Читать книгу 📗 "Искусство почти ничего не делать - Грозданович Дени"
И в этом постоянстве, в полном равнодушии к жизни и смерти каждого из нас кроется, быть может, залог нашего вечного спасения, непрерывного движения жизни на земле, непрерывного совершенства. Сидя рядом с молодой женщиной, которая на рассвете казалась такой красивой, успокоенной и очарованной в виду этой сказочной обстановки — моря, гор, облаков, широкого неба, Гуров думал о том, как, в сущности, если вдуматься, все прекрасно на этом свете, все, кроме того, что мы сами мыслим и делаем, когда забываем о высших целях бытия, о своем человеческом достоинстве.
Шекспир, как известно, сказал эту знаменитую фразу о ткани наших снов, из которой мы сотканы, Пруст говорил о сне, который окружает островок нашего дневного сознания, как загадочный океан, Кант гораздо более методично продемонстрировал, что с помощью логических аргументов невозможно уяснить самому себе, находишься ли ты в состоянии сна или бодрствования. В дальнейшем многие философы подчеркивали, что проблема восприятия реальности совпадает с проблемой интенциональности, предшествующей физическим ощущениям, и следствием такого исследования являлась глубокая совершенно сновидческая неопределенность.
Если то, что я думаю о бессознательном вкладе Чехова в феноменологическую редукцию (которая была самопознающим образом, носившемся в воздухе той эпохи), имеет смысл, тогда неудивительно, что писатель столь одержимый точностью, каким был он, измерил границы только внешнего описания вещей и почувствовал значимость воспроизведения сновидческого в стремлении к более полному реализму. Вероятно, именно в этом состоит его великое новаторство в литературе, потому что он создал то, что современники называли «свойственной ему легкой поэтической дымкой», и которое, по-моему, является частью сна в нашем обычном восприятии мира. Вот что говорил критик В. Ермилов о драматургии Чехова:
…Чехов считает, что театр должен изображать повседневную жизнь обычных людей, но изображать так, чтобы эта повседневность была освещена внутренним светом поэзии, великой темы, чтобы за непосредственной реальностью, было еще и подводное течение.
Именно это «подводное течение» и составляет неповторимую реалистическую силу литературного творчества Антона Павловича.
В рассказе «Красавицы» автор повествует о двух случаях, произошедших в разное время, когда созерцание женского физического совершенства рождает у случайного зрителя тяжелую ностальгическую грусть и вместе с тем всеобъемлющую жалость. В повести «Степь» среди ночи является человек с добрейшей улыбкой в белых одеждах и с белой птицей в руке, ликующий от любви, пришедший к чужому ночлегу поделиться переполняющим его счастьем с подводчиками, увлекая их грустной мечтой и заставляя по-братски сопереживать, и это наводит на мысли о том, что в творчестве Чехова каким-то странным образом проступают и черты платонизма, ибо все эти чудесные появления указывают на далекое воспоминание об идеальном состоянии, предшествующее упадку человечества, который он в то же время клеймит. Эти разнообразные мимолетные зарисовки рождают в нас туманное и неопределенное, но стойкое ощущение (звучащее лейтмотивом в финале большинства его пьес): надежда на возможный мир, меньше подверженный одиночеству тривиальных страстей.

================

## Что сделать
Чьи слова о драматургии Чехова приводятся в отрывке о Чехове?

## Примеры разметки точками
================

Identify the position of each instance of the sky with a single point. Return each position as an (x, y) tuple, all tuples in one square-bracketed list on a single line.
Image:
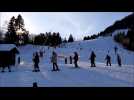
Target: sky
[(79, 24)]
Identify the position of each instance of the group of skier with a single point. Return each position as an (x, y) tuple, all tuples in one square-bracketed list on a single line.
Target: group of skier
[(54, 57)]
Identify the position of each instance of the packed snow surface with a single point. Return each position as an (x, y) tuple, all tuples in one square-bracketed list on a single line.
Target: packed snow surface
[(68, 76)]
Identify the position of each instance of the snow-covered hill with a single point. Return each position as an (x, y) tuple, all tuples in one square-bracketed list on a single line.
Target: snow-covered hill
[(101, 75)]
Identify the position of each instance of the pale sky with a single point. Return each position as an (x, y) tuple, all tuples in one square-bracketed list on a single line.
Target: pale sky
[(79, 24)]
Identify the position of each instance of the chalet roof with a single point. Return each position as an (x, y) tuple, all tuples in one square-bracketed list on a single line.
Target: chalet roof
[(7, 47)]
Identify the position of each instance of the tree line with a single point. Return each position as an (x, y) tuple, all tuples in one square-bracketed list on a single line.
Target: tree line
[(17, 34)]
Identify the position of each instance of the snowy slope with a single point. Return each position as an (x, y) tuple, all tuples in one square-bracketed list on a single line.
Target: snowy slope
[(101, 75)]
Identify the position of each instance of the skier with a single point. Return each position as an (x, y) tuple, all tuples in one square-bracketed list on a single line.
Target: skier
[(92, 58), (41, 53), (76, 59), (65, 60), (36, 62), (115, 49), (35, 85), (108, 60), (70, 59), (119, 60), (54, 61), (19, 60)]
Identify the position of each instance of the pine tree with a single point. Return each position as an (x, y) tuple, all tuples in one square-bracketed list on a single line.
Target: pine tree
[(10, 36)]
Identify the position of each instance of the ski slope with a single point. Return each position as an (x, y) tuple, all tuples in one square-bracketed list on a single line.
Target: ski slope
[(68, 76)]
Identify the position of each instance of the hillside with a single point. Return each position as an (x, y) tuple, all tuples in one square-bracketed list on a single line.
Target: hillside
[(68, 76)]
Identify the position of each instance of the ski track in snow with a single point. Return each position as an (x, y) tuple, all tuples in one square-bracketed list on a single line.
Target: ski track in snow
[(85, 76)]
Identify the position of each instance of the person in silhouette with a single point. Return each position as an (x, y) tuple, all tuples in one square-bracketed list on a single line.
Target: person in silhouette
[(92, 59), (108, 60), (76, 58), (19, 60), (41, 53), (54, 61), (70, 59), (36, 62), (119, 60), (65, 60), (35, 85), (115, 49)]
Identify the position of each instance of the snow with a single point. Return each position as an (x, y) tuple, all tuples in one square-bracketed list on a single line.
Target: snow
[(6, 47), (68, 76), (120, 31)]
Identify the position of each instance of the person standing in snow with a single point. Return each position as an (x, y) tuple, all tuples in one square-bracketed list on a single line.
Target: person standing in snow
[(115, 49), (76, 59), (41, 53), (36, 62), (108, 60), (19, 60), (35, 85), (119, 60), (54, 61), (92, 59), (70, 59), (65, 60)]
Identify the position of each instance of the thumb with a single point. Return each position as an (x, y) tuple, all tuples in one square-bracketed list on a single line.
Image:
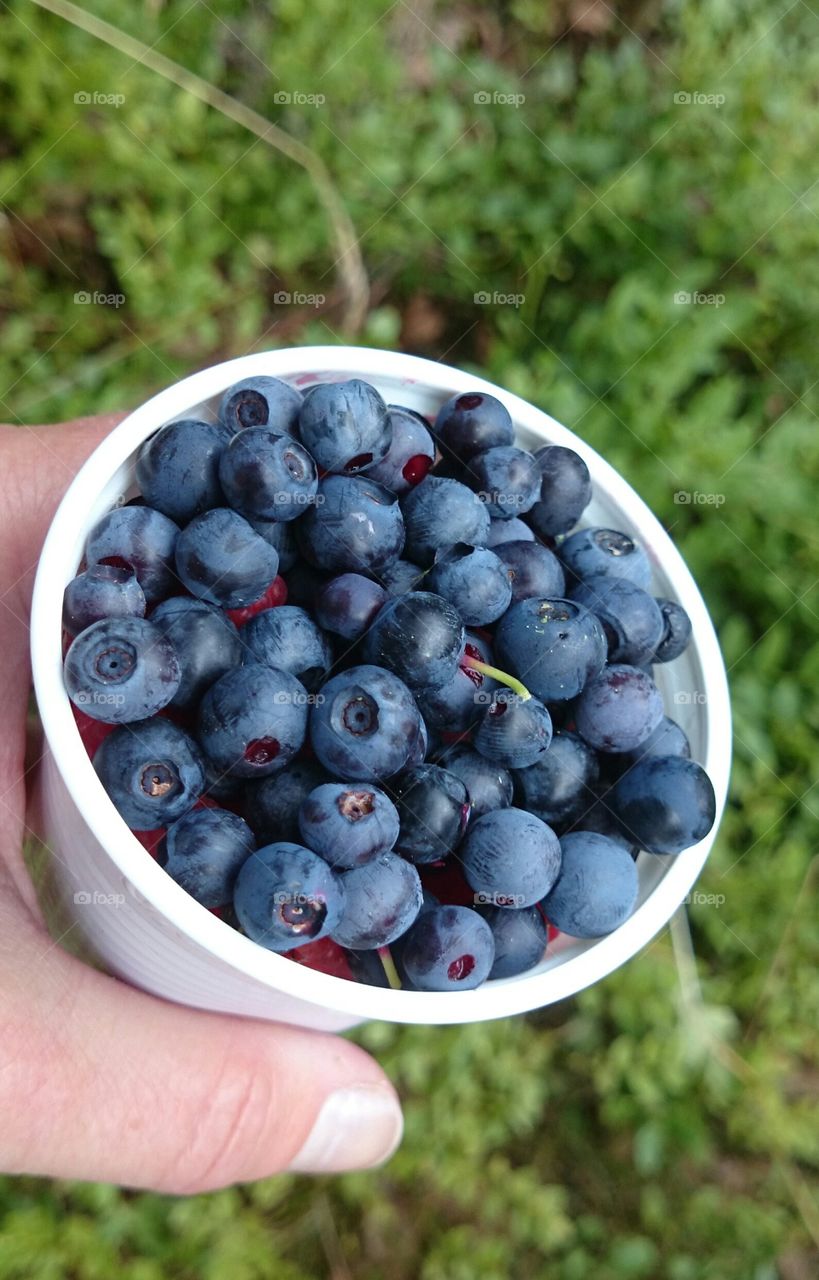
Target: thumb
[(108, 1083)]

================

## Ответ
Слова критика В. Ермилова.